### Problem description
Return only the lines from the top of the data down to the one that holds "# indicate every instance of the fingers", both included, without any pictures.
━━━━━━━━━━
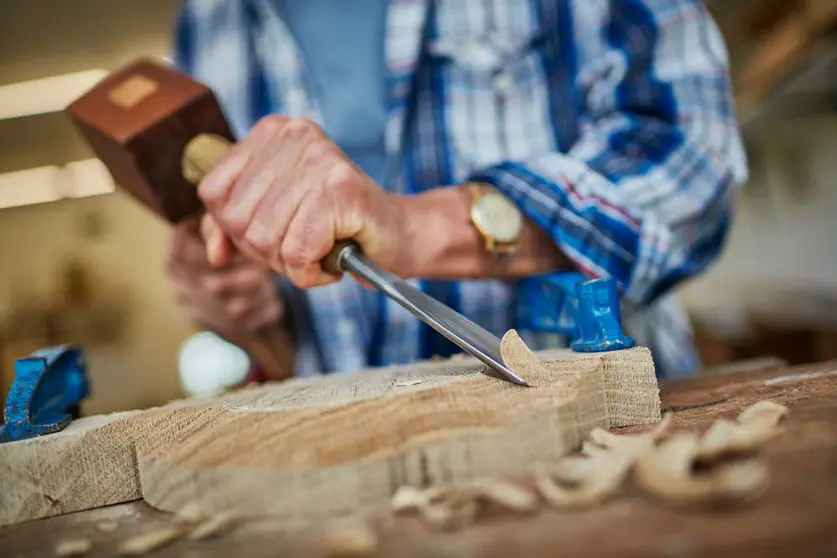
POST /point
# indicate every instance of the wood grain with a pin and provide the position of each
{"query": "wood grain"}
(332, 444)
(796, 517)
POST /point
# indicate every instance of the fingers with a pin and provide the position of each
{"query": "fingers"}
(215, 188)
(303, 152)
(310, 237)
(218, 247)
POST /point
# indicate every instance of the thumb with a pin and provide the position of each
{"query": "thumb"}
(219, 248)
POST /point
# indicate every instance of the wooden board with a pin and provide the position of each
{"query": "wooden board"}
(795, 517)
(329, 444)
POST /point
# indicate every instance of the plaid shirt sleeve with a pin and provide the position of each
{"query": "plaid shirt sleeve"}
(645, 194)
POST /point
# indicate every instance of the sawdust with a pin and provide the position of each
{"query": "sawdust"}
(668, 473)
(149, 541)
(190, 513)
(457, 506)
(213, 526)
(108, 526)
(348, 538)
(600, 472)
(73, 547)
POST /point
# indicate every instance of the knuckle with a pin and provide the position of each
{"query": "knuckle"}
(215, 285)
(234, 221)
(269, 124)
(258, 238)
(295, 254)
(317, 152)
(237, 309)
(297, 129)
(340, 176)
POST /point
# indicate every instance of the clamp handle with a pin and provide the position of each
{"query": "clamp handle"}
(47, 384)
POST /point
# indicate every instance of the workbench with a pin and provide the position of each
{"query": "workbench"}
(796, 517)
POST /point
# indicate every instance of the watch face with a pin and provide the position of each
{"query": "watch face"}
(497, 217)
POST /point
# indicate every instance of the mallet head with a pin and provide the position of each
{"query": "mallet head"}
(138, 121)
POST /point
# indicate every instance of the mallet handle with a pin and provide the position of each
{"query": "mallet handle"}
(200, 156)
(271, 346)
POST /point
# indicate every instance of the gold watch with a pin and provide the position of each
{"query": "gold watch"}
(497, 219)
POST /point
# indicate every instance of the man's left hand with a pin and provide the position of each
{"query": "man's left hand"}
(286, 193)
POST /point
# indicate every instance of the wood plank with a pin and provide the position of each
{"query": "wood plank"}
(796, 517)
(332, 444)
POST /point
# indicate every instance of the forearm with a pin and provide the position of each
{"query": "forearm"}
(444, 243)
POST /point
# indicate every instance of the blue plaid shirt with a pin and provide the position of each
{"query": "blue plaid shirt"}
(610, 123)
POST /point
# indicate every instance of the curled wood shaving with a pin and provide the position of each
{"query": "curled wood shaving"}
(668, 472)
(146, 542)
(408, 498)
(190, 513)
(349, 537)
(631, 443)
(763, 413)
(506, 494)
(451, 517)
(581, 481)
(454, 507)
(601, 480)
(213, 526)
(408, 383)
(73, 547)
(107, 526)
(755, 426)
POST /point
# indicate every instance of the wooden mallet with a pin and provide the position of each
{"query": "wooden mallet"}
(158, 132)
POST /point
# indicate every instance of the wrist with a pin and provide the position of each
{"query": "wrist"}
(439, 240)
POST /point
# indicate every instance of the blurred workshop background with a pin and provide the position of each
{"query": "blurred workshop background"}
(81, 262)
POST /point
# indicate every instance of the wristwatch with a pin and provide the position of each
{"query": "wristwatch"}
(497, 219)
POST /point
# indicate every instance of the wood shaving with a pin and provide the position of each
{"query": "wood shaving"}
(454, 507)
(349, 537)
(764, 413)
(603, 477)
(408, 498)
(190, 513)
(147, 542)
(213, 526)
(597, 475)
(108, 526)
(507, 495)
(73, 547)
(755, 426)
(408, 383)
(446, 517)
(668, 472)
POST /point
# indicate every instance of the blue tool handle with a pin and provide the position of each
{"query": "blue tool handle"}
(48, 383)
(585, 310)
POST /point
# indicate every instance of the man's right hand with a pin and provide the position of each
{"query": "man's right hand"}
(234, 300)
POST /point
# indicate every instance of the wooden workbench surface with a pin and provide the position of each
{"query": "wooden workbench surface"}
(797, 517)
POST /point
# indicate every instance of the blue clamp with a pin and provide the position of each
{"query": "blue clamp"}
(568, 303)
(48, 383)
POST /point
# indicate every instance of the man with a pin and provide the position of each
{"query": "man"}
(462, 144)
━━━━━━━━━━
### Answer to this task
POST /point
# indicate every instance of the wood grain with a pin and provide the position of each
{"query": "wood grain"}
(332, 444)
(796, 517)
POST /point
# indicate every instance of the fingers with a pin and provide the position of each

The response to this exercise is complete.